**EXERCISE GOAL**
According to the passage on ageing research, which drug that targets an important cell-growth pathway has been reported to boost the lifespan of mice?

====== EXTRACT TO READ

Scientists trying to slow the ageing process tend to focus on one of these interconnected pathways at a time. Some researchers have shown, for example, that mice on restricted-calorie diets live longer than normal. Other labs have reported that giving mice rapamycin, a drug that targets an important cell-growth pathway, boosts their lifespan. Still other groups are investigating substances that restore telomeres, DNA repair enzymes and heat shock proteins.

During his thought experiments, Walker wondered whether all of these scientists were fixating on the wrong thing. What if all of these various types of cellular damage were the consequences of ageing, but not the root cause of it? He came up with an alternative theory: that ageing is the unavoidable fallout of our development.

The idea sat on the back burner of Walker's mind until the evening of 23 October 2005. He was working in his home office when his wife called out to him to join her in the family room. She knew he would want to see what was on TV: an episode of Datelineabout a young girl who seemed to be "frozen in time". Walker watched the show and couldn't believe what he was seeing. Brooke Greenberg was 12 years old, but just 13 pounds, and 27 inches long. Her doctors had never seen anything like her condition, and suspected the cause was a random genetic mutation. "She literally is the Fountain of Youth," her father, Howard Greenberg, said.

Walker was immediately intrigued. He had heard of other genetic diseases, such as progeria and Werner syndrome, which cause premature ageing in children and adults respectively. But this girl seemed to be different. She had a genetic disease that stopped her development and with it, Walker suspected, the ageing process. Brooke Greenberg, in other words, could help him test his theory.

Aging causes molecular changes:

There are probably a couple of dozen compounds that, like resveratrol, extend life in the lab and could be developed for human applications, says Matt Kaeberlein, a molecular biologist at the University of Washington in Seattle. The ideal outcome of these drugs, though, will not be an infinitely long life, but rather an increase in "health span", or the number of years we have before age-related disease begins. "My guess is that they would work at the level of 15 per cent increase in lifespan and a few decades' increase in health span," he says. The best-case scenario, he speculates, is that "we live to 120 but don't start to get sick until 110".

============
====== EXTRACTED ENTRIES

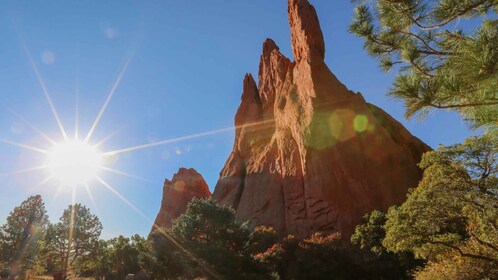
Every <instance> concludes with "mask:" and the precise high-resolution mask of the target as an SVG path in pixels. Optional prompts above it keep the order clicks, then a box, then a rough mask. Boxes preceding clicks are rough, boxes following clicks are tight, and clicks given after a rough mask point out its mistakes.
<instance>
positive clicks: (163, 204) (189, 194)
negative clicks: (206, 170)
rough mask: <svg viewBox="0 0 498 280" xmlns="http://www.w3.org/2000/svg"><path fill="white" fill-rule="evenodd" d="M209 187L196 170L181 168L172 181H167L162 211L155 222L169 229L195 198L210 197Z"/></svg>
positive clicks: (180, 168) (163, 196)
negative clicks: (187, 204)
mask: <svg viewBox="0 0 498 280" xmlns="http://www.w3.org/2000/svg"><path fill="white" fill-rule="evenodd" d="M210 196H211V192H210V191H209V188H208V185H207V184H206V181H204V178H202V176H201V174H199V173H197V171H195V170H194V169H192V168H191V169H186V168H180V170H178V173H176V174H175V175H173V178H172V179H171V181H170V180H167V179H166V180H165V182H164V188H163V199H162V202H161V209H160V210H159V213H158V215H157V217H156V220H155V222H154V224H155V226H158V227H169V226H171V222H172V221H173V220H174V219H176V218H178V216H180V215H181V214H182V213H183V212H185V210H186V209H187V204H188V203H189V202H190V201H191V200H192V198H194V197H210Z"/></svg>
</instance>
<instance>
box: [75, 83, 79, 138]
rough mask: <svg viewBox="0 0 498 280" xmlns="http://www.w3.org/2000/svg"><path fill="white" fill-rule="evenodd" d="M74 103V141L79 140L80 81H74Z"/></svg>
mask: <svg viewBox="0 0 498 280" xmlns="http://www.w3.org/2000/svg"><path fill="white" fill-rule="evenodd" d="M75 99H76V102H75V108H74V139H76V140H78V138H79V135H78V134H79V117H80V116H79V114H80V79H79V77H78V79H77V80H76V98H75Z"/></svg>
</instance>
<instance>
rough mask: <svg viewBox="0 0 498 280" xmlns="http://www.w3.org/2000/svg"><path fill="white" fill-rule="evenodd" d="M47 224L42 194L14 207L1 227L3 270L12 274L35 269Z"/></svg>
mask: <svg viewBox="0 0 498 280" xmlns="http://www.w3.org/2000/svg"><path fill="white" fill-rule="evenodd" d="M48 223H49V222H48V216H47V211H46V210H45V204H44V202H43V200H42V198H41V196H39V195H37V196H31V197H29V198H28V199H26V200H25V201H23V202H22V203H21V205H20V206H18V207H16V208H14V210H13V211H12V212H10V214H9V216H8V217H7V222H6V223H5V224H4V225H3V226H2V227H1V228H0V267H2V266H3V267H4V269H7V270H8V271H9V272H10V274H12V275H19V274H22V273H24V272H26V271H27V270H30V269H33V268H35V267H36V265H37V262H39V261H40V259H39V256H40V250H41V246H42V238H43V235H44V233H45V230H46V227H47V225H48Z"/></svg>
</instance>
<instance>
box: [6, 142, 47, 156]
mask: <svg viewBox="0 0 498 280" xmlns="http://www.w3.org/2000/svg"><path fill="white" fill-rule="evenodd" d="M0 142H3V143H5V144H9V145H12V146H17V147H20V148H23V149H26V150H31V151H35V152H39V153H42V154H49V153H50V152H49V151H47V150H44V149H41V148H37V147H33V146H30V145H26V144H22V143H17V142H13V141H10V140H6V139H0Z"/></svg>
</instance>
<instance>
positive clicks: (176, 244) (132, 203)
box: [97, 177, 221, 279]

============

**EXERCISE RESULT**
Rapamycin.